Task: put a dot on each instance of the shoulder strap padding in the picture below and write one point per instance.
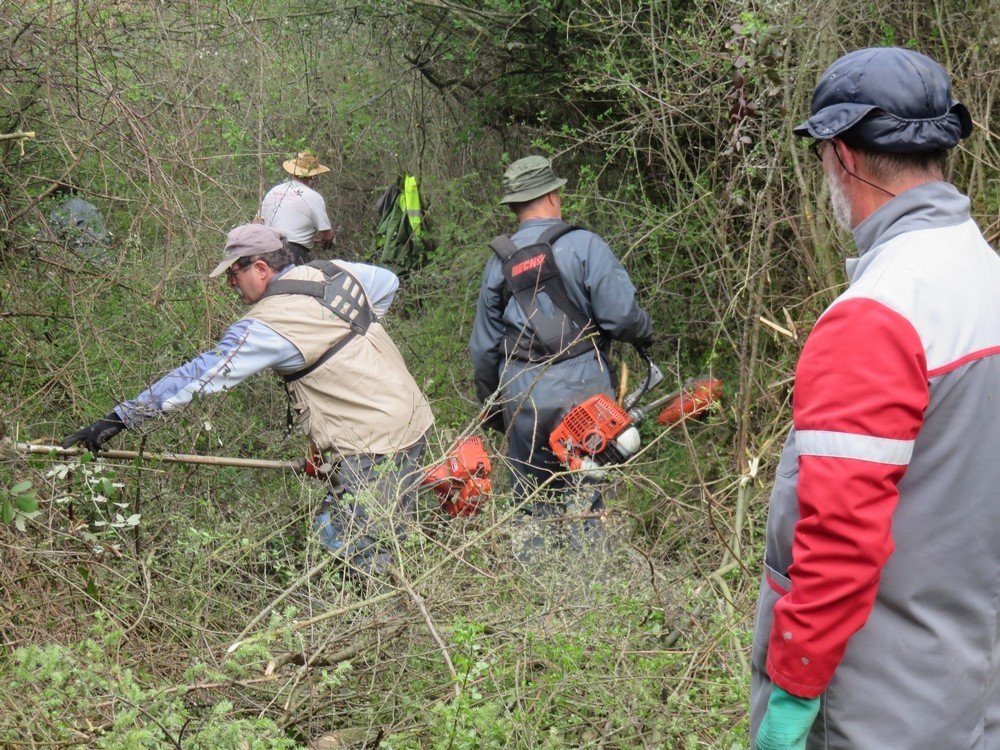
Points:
(528, 272)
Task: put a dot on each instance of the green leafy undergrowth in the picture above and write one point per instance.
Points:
(83, 695)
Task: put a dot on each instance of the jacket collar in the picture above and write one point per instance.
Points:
(928, 206)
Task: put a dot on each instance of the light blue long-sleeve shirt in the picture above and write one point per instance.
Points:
(247, 347)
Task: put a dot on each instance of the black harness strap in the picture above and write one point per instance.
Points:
(341, 294)
(530, 272)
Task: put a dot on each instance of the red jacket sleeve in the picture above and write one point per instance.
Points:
(860, 394)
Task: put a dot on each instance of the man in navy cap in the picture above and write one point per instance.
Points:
(878, 624)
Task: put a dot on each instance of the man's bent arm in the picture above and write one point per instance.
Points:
(247, 347)
(860, 395)
(487, 333)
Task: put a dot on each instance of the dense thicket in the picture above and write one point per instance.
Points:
(123, 593)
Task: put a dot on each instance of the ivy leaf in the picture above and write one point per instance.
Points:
(27, 503)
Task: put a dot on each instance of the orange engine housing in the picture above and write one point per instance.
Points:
(692, 402)
(462, 479)
(589, 431)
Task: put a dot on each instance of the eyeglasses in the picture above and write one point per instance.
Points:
(234, 269)
(817, 149)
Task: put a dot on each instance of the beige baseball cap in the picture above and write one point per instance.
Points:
(245, 241)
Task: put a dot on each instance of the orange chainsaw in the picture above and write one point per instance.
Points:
(462, 479)
(599, 432)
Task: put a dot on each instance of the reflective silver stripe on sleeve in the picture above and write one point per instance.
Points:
(859, 447)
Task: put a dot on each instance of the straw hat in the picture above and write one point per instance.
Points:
(304, 165)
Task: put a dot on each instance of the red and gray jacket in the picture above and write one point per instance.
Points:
(881, 586)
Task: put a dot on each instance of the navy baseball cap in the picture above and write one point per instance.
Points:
(887, 99)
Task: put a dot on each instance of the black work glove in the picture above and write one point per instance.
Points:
(493, 419)
(97, 434)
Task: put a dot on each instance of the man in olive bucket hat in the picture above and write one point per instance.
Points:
(540, 351)
(878, 624)
(296, 210)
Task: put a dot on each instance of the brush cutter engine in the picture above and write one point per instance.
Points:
(594, 434)
(462, 479)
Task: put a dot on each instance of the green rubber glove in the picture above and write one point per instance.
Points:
(787, 721)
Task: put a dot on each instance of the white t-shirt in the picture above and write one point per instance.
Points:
(295, 210)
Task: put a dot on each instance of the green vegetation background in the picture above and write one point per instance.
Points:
(125, 586)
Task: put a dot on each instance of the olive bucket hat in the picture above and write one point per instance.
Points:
(529, 178)
(887, 99)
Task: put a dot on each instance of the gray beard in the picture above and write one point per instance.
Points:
(838, 202)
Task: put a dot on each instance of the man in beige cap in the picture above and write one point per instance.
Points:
(318, 327)
(296, 210)
(540, 348)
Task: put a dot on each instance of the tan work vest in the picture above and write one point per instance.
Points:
(363, 399)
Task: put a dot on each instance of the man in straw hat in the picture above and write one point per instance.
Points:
(296, 210)
(318, 327)
(878, 623)
(540, 353)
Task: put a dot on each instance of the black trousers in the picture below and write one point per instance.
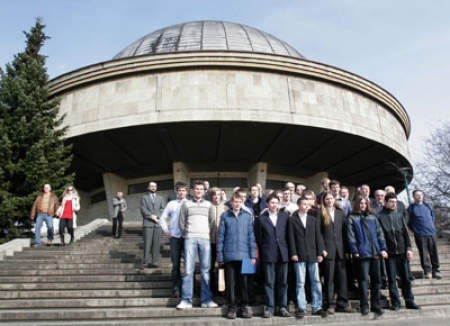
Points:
(63, 224)
(429, 258)
(117, 225)
(335, 281)
(236, 285)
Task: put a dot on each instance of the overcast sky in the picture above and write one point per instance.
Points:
(402, 45)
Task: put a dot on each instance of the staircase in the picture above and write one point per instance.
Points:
(96, 281)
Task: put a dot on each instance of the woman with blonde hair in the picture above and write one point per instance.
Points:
(67, 212)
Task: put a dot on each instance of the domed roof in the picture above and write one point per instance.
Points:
(208, 36)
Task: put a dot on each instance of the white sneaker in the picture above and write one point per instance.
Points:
(210, 304)
(184, 305)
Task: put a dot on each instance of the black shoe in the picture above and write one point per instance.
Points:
(231, 314)
(267, 314)
(299, 314)
(284, 312)
(412, 305)
(245, 313)
(320, 312)
(437, 275)
(377, 311)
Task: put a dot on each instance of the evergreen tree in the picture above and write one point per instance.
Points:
(32, 146)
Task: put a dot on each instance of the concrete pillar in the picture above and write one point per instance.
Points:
(313, 182)
(113, 183)
(180, 172)
(258, 174)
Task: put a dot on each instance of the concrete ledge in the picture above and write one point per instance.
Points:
(9, 248)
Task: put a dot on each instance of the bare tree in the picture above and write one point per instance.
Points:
(433, 172)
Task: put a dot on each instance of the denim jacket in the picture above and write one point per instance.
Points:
(236, 238)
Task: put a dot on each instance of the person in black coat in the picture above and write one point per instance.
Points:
(399, 249)
(271, 237)
(306, 249)
(334, 231)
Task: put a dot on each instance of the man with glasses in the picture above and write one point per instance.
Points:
(399, 252)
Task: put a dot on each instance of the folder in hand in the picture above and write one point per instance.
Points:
(248, 267)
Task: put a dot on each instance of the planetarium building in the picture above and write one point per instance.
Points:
(228, 103)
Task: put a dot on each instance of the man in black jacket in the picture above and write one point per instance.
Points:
(399, 250)
(306, 249)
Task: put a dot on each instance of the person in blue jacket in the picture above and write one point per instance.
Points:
(421, 221)
(235, 242)
(367, 244)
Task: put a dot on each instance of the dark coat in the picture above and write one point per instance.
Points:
(272, 240)
(395, 232)
(335, 235)
(306, 243)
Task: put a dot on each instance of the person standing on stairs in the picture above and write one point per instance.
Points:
(171, 228)
(43, 210)
(399, 250)
(120, 206)
(421, 222)
(67, 213)
(196, 223)
(152, 206)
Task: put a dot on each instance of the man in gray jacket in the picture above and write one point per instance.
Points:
(152, 206)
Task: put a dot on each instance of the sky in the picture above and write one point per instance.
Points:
(401, 45)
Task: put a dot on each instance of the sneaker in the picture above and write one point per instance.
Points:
(299, 314)
(284, 312)
(231, 314)
(364, 311)
(437, 275)
(320, 312)
(184, 305)
(267, 314)
(344, 309)
(245, 313)
(412, 305)
(210, 304)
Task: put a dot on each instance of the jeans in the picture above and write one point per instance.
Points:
(316, 286)
(41, 218)
(237, 285)
(117, 225)
(370, 266)
(176, 247)
(334, 281)
(192, 246)
(429, 258)
(275, 279)
(398, 264)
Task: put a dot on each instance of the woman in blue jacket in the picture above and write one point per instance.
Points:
(366, 241)
(235, 242)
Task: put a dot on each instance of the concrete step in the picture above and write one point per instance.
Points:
(86, 285)
(84, 278)
(79, 293)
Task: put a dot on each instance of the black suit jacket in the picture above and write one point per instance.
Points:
(334, 235)
(306, 243)
(272, 240)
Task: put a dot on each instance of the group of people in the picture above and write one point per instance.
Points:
(292, 235)
(46, 206)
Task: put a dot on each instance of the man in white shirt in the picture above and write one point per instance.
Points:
(170, 225)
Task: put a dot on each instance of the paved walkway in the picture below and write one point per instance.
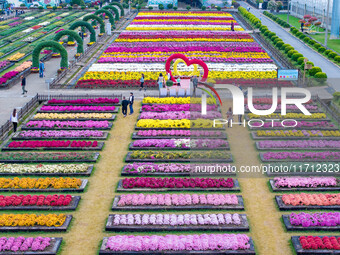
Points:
(332, 70)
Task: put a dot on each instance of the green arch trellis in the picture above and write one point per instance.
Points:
(114, 9)
(71, 34)
(97, 18)
(48, 44)
(120, 7)
(109, 14)
(88, 26)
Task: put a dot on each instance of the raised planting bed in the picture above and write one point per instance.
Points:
(62, 228)
(300, 251)
(17, 136)
(275, 189)
(69, 148)
(236, 187)
(80, 189)
(71, 207)
(304, 169)
(244, 226)
(239, 206)
(104, 251)
(255, 137)
(52, 249)
(296, 160)
(291, 227)
(128, 159)
(295, 148)
(283, 207)
(67, 128)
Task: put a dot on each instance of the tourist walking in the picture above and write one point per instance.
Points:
(125, 103)
(160, 81)
(14, 119)
(23, 84)
(142, 83)
(229, 116)
(131, 100)
(41, 69)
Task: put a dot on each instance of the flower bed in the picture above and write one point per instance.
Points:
(312, 221)
(294, 134)
(74, 116)
(74, 125)
(300, 156)
(304, 183)
(299, 145)
(303, 201)
(175, 222)
(179, 115)
(39, 202)
(73, 134)
(89, 101)
(47, 157)
(152, 133)
(209, 244)
(180, 156)
(176, 169)
(42, 184)
(177, 184)
(30, 245)
(53, 145)
(34, 222)
(74, 108)
(177, 202)
(44, 169)
(195, 144)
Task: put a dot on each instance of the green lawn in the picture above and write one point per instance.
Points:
(333, 44)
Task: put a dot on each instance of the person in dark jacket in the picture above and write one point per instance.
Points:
(125, 103)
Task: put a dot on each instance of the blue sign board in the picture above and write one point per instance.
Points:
(288, 75)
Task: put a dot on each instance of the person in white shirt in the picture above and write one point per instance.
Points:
(14, 119)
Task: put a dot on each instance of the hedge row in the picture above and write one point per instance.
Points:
(288, 50)
(312, 43)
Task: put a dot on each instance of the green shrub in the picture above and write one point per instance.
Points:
(321, 49)
(314, 70)
(295, 56)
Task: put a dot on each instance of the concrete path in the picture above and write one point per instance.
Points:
(331, 69)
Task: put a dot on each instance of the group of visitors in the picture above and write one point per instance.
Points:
(126, 103)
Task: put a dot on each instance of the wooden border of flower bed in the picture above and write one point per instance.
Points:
(244, 226)
(62, 228)
(236, 187)
(255, 137)
(295, 160)
(116, 110)
(299, 251)
(16, 137)
(108, 119)
(87, 173)
(104, 251)
(80, 189)
(137, 137)
(71, 207)
(291, 227)
(283, 207)
(293, 148)
(271, 182)
(115, 207)
(69, 148)
(93, 160)
(50, 250)
(128, 159)
(67, 128)
(170, 148)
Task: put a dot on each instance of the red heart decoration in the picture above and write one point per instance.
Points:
(188, 62)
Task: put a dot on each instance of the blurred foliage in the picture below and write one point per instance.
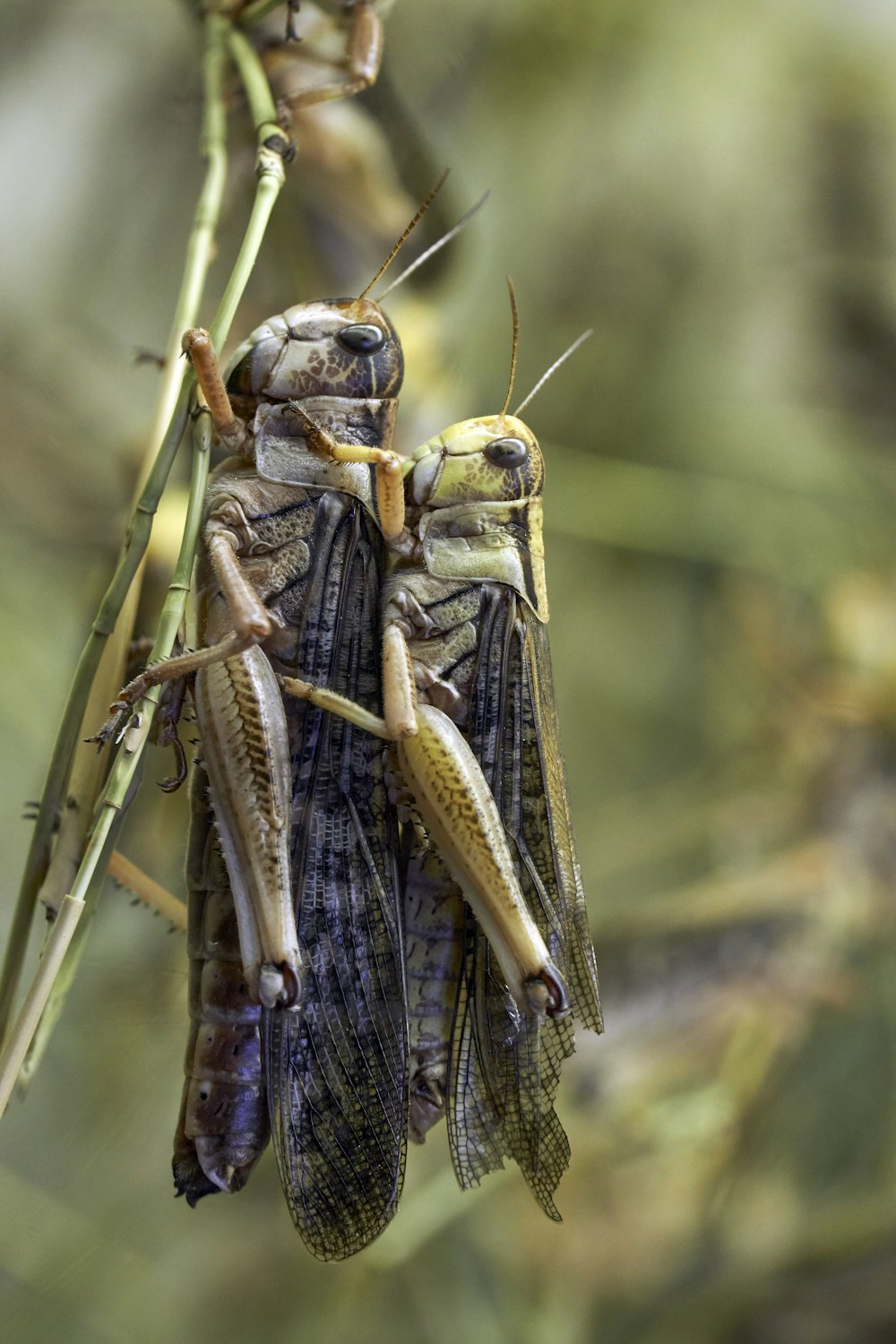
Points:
(712, 187)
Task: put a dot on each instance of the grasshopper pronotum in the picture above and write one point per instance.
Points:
(469, 699)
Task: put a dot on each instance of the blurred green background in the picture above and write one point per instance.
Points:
(712, 187)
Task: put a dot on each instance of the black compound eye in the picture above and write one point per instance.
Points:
(362, 339)
(506, 452)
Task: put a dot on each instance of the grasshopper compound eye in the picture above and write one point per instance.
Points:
(362, 339)
(506, 452)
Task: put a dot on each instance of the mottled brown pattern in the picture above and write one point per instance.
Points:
(332, 1081)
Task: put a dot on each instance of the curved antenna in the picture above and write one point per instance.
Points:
(405, 236)
(516, 341)
(554, 368)
(435, 247)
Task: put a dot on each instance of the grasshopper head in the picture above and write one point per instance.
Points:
(333, 347)
(490, 459)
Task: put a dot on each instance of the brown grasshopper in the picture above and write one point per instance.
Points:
(468, 698)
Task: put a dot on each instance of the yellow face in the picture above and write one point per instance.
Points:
(490, 459)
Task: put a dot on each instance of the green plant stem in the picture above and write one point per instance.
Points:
(257, 11)
(172, 406)
(88, 882)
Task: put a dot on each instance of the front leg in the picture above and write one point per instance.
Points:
(252, 625)
(390, 483)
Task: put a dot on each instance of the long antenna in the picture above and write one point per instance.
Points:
(433, 249)
(554, 367)
(405, 236)
(516, 341)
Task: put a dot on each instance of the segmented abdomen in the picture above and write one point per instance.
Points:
(223, 1124)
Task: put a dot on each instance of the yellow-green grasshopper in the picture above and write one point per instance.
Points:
(468, 696)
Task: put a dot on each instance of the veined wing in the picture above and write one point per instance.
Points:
(505, 1067)
(338, 1070)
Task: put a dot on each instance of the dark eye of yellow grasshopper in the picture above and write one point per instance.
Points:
(362, 339)
(506, 452)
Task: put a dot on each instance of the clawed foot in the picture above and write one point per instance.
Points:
(113, 728)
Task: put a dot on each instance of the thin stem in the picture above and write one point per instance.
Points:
(261, 99)
(65, 925)
(172, 405)
(271, 177)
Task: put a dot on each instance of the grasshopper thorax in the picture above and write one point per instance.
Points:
(333, 347)
(489, 459)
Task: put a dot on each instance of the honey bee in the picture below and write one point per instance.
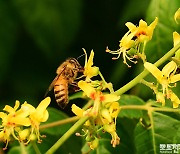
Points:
(67, 73)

________________

▶ _EXERCISE INSTRUCTIONS_
Number of lines in the records above holding the word "bucket": state it and nothing else.

▶ _SOLVED PROBLEM_
2